▶ _Things to do_
1 - Reproduce the passage of the film review starting at "Directors’ Vision: The" and ending at "the Alps perfectly.".
2 - In the film review, the concrete resort architecture the directors show comes from which decade?

▶ _Document text_
·····
Directors’ Vision: The Power of the Collective
It is rare for a feature film to be directed by three people, but Anton Balekdjian, Léo Couture, and Mattéo Eustachon work with a singular, cohesive vision. Their collaboration lends the film a naturalistic, almost documentary-like quality. They capture the “in-between” aesthetic of the Alps perfectly.
Most films depict ski resorts as places of glamour, white powder, and bright sun. These directors show us the mud, the grey skies, the concrete architecture of the 1970s resorts that look brutalist and alien when empty. This setting serves as a powerful metaphor for Laurent’s internal state. He, too, is in a state of thaw—messy, unpolished, and revealing what lies beneath the surface. The camera work is patient, often lingering on faces or landscapes, allowing the audience to feel the passage of time. It draws heavily from the tradition of French *cinéma vérité*, where the line between actor and character feels delightfully thin.
The Cast: A Study in Contrasts
The casting of Laurent dans le vent is its greatest strength, balancing fresh energy with iconic presence.
·····
Excerpts from a dataset
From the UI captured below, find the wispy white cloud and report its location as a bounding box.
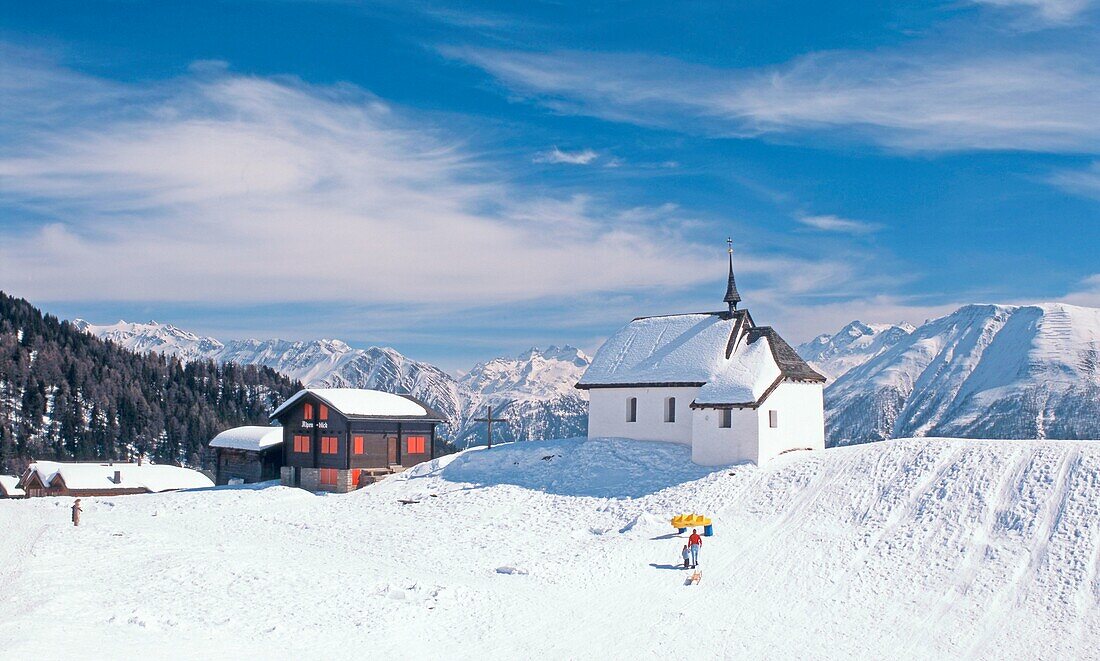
[444,48,1100,152]
[795,214,882,234]
[534,147,600,165]
[0,49,858,310]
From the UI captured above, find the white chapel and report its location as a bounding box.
[576,241,825,465]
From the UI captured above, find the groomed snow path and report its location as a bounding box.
[0,439,1100,659]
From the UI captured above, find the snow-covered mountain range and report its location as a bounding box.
[800,304,1100,445]
[74,319,590,448]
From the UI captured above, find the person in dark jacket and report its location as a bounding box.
[688,528,703,569]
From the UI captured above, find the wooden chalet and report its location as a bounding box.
[208,426,283,484]
[271,388,443,493]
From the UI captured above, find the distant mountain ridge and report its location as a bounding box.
[799,304,1100,445]
[74,319,591,448]
[798,321,914,381]
[0,291,300,474]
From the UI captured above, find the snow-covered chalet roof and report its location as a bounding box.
[210,425,283,452]
[0,475,26,497]
[576,310,825,406]
[21,461,213,493]
[271,388,443,421]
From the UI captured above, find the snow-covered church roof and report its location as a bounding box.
[271,388,443,422]
[210,425,283,452]
[576,310,825,406]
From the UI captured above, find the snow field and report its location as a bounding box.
[0,439,1100,659]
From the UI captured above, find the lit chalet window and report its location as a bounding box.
[405,436,426,454]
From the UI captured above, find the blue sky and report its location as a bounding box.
[0,0,1100,370]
·····
▶ _Answers by task_
1 -
Directors’ Vision: The Power of the Collective
It is rare for a feature film to be directed by three people, but Anton Balekdjian, Léo Couture, and Mattéo Eustachon work with a singular, cohesive vision. Their collaboration lends the film a naturalistic, almost documentary-like quality. They capture the “in-between” aesthetic of the Alps perfectly.

2 - The 1970s.